Steve’in geçmişinde süper asker serumunu yemesine kadar gelen, günümüzde ise Helmut’u yanına katıp, Maria Hill’i devirerek SHIELD’ın başına geçmesine kadar gelen incelemelerimizde bir de kendisinin Hydra’ya hizmet ettiğini ortaya çıkaracak bir video kaydının ortaya çıkışı ve geçmişten bir ismin, Sinclair’in günümüzde de gözlerimize gözükmesiyle 12. sayıyı bitirmiştik. Yeni isimlerin günümüzde de kendilerini bizlere göstermesi ve Kaptan’ın etrafındaki çemberin giderek daralması ile bırakmıştık incelemelerimizi. Şimdi kaldığımız yerden devam ederek beş sayı içinde neler olduğuna bir göz atalım.
Sinclair’in dönüşünü ve video olayını bir kenara bırakalım. Geçmişe dönüş sahnelerinde önümüzde çıkacak bir sürpriz daha var. Helmut’un babasını daha önceki sayılarda da görmüştük. Tekrar karşımıza ölmek için çıkıyor olması işlerin seyrini değiştirecek biçimde gerçekleşiyor. Steve’in her ne kadar Hydra ajanı olsa bile sürekli iki dünya arasında kalmışlık hissini yansıtıyor olması da eski Kaptan Amerika sevenlerin umutlanmasına yol açıyordur eminim. Yine de Helmut’un bunu unutacağını sanmıyor ve günümüze nasıl yansıyacağını oldukça merak ediyorum. Şu an kendisi bir grup güçlü insanı etrafında toplamış durumda. Ki Sinclair’e dönersek, o da aynısını yapıyor halde karşımıza çıkıyor. Geçmişe dönüşlerle öğrendiğimize göre de Helmut’un babasının ölümünün suçlusu Red Skull’ın ta kendisi. İşte burada her şey çözülmeye başlıyor. Steve’in bu zamana kadar Red Skull ile ilgili planlarının kaynağı da açıklığa kavuşmuş oluyor. Bundan sonra pek de geçmişe dönmemize gerek yok. Tabii son kulvarda Steve’in annesiyle kavuşabildiğini görmek de her şeyin üstünde hepimiz için değerli bir andı.

_Alıştırma Bölümleri_
• a. İncelemeye göre Helmut’un babasının ölümünün suçlusu kimdir?
• b. Yukarıdaki incelemeden "Steve’in geçmişinde süper" ifadesinden başlayıp aşağıya doğru "bir göz atalım." ifadesine kadar uzanan her şeyi olduğu gibi alıntılayın.

[Çıkarılan veriler]
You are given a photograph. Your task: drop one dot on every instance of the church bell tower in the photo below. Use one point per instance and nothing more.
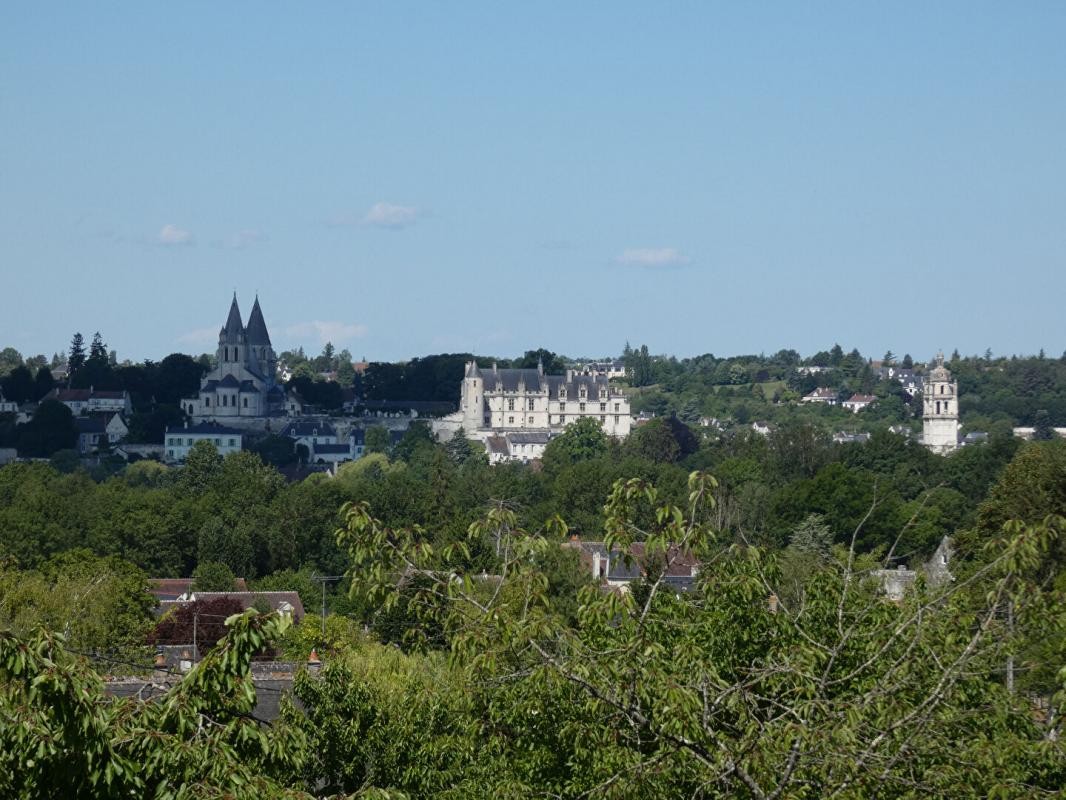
(940, 410)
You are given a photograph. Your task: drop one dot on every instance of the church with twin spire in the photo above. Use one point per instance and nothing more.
(243, 386)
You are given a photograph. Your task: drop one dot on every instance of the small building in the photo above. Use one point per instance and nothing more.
(521, 446)
(821, 395)
(763, 429)
(178, 441)
(310, 432)
(857, 402)
(287, 604)
(93, 401)
(679, 568)
(99, 430)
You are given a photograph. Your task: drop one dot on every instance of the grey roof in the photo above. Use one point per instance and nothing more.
(206, 428)
(91, 425)
(533, 380)
(233, 326)
(257, 325)
(302, 429)
(332, 449)
(532, 437)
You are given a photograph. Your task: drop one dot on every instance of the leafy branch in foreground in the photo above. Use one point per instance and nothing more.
(720, 691)
(61, 736)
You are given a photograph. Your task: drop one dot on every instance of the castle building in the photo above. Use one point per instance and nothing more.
(498, 402)
(243, 385)
(940, 410)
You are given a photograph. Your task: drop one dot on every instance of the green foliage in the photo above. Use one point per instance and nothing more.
(581, 441)
(376, 440)
(61, 737)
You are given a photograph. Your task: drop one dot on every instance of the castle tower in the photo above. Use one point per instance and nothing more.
(940, 410)
(473, 399)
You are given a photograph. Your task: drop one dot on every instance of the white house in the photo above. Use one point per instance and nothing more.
(93, 401)
(99, 429)
(857, 402)
(501, 401)
(523, 446)
(178, 441)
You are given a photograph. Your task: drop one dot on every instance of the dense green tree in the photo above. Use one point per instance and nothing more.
(376, 440)
(581, 441)
(213, 576)
(51, 429)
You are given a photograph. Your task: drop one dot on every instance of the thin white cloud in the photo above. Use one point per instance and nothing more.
(389, 216)
(242, 239)
(199, 336)
(326, 331)
(652, 257)
(172, 236)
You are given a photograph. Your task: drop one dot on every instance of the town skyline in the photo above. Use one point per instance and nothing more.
(405, 180)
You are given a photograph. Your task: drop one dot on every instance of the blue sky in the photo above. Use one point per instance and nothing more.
(408, 178)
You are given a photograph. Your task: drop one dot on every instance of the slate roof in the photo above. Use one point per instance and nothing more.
(91, 425)
(67, 396)
(171, 589)
(247, 600)
(532, 437)
(233, 326)
(206, 428)
(533, 380)
(327, 449)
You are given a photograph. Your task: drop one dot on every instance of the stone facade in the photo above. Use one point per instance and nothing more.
(940, 410)
(242, 389)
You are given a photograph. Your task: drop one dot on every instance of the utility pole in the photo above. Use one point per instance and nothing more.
(324, 579)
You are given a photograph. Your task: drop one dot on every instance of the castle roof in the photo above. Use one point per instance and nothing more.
(233, 326)
(257, 325)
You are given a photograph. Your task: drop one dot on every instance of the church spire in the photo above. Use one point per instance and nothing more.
(257, 325)
(233, 326)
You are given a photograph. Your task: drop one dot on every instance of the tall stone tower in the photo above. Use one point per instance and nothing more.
(473, 399)
(940, 410)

_Alıştırma Yanıtları_
• a. Helmut’un babasının ölümünün suçlusu Red Skull’dır.

• b.
Steve’in geçmişinde süper asker serumunu yemesine kadar gelen, günümüzde ise Helmut’u yanına katıp, Maria Hill’i devirerek SHIELD’ın başına geçmesine kadar gelen incelemelerimizde bir de kendisinin Hydra’ya hizmet ettiğini ortaya çıkaracak bir video kaydının ortaya çıkışı ve geçmişten bir ismin, Sinclair’in günümüzde de gözlerimize gözükmesiyle 12. sayıyı bitirmiştik. Yeni isimlerin günümüzde de kendilerini bizlere göstermesi ve Kaptan’ın etrafındaki çemberin giderek daralması ile bırakmıştık incelemelerimizi. Şimdi kaldığımız yerden devam ederek beş sayı içinde neler olduğuna bir göz atalım.